▸ Goal of the exercise
Output every entry exactly, from the first line to the last.

[Start of section]

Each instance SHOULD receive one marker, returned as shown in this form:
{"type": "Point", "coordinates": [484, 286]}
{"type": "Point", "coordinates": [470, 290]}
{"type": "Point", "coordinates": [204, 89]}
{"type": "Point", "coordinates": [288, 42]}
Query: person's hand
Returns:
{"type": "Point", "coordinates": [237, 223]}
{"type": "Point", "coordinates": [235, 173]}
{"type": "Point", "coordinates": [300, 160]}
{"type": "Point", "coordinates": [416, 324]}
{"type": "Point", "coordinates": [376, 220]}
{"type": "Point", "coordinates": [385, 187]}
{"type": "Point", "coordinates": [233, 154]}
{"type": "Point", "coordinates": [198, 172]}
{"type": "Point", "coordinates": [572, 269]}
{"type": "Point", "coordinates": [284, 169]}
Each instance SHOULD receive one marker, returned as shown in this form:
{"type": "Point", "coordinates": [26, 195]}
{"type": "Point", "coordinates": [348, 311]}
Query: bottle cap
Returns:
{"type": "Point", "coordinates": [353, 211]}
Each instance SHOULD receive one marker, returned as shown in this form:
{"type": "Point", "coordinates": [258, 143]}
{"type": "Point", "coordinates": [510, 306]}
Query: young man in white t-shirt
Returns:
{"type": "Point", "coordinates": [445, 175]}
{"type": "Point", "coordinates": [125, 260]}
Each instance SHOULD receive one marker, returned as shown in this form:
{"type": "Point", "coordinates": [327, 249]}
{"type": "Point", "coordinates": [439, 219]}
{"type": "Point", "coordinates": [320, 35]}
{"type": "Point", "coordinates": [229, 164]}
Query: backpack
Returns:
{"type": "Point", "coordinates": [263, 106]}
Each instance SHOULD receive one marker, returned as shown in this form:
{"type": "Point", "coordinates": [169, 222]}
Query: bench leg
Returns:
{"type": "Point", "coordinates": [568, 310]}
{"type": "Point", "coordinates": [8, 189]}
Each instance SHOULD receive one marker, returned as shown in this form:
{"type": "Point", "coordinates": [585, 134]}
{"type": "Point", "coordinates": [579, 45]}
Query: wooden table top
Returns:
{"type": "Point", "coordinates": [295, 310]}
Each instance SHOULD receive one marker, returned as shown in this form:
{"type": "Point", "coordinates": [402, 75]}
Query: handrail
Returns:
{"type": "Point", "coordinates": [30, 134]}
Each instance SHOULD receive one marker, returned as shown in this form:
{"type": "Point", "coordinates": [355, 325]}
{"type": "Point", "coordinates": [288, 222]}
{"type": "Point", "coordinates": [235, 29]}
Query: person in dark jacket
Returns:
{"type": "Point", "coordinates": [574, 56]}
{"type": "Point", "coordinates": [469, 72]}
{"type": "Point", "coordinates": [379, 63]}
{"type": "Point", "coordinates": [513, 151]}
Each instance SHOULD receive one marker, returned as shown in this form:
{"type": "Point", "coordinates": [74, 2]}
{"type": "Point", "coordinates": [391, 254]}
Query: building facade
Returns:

[End of section]

▸ The answer
Each instance SHOULD receive one marker, returned as shown in this form:
{"type": "Point", "coordinates": [484, 286]}
{"type": "Point", "coordinates": [470, 290]}
{"type": "Point", "coordinates": [204, 89]}
{"type": "Point", "coordinates": [288, 42]}
Query: person's hand
Returns:
{"type": "Point", "coordinates": [237, 223]}
{"type": "Point", "coordinates": [235, 173]}
{"type": "Point", "coordinates": [300, 160]}
{"type": "Point", "coordinates": [416, 324]}
{"type": "Point", "coordinates": [376, 220]}
{"type": "Point", "coordinates": [385, 187]}
{"type": "Point", "coordinates": [233, 154]}
{"type": "Point", "coordinates": [198, 172]}
{"type": "Point", "coordinates": [572, 269]}
{"type": "Point", "coordinates": [284, 169]}
Each instance SHOULD receive one marker, returned as shown in this form:
{"type": "Point", "coordinates": [26, 195]}
{"type": "Point", "coordinates": [348, 311]}
Query: bottle cap
Returns:
{"type": "Point", "coordinates": [353, 211]}
Each instance SHOULD receive one marker, returned as shown in this form:
{"type": "Point", "coordinates": [258, 143]}
{"type": "Point", "coordinates": [510, 306]}
Query: young man in white t-shirt
Returns:
{"type": "Point", "coordinates": [445, 175]}
{"type": "Point", "coordinates": [125, 260]}
Each instance SHOULD receive one marker, returned as shown in this form:
{"type": "Point", "coordinates": [327, 249]}
{"type": "Point", "coordinates": [439, 219]}
{"type": "Point", "coordinates": [320, 35]}
{"type": "Point", "coordinates": [229, 164]}
Query: backpack
Returns:
{"type": "Point", "coordinates": [263, 106]}
Each instance SHOULD receive one marker, returned as shown in this form:
{"type": "Point", "coordinates": [169, 222]}
Query: bench leg
Returns:
{"type": "Point", "coordinates": [568, 310]}
{"type": "Point", "coordinates": [8, 189]}
Each instance SHOULD receive one marker, returned as shown in this form:
{"type": "Point", "coordinates": [585, 134]}
{"type": "Point", "coordinates": [579, 45]}
Query: wooden table top
Returns:
{"type": "Point", "coordinates": [295, 310]}
Each instance SHOULD receive one marker, returned as shown in this form:
{"type": "Point", "coordinates": [402, 75]}
Query: handrail
Returns:
{"type": "Point", "coordinates": [30, 134]}
Each instance SHOULD receive one marker, returned as shown in this form:
{"type": "Point", "coordinates": [355, 325]}
{"type": "Point", "coordinates": [288, 222]}
{"type": "Point", "coordinates": [235, 29]}
Query: person in dark jacket
Returns:
{"type": "Point", "coordinates": [574, 56]}
{"type": "Point", "coordinates": [469, 72]}
{"type": "Point", "coordinates": [379, 63]}
{"type": "Point", "coordinates": [513, 151]}
Each instance SHOULD receive one marker, returned as shown in this form:
{"type": "Point", "coordinates": [74, 2]}
{"type": "Point", "coordinates": [391, 254]}
Query: building facade
Returns:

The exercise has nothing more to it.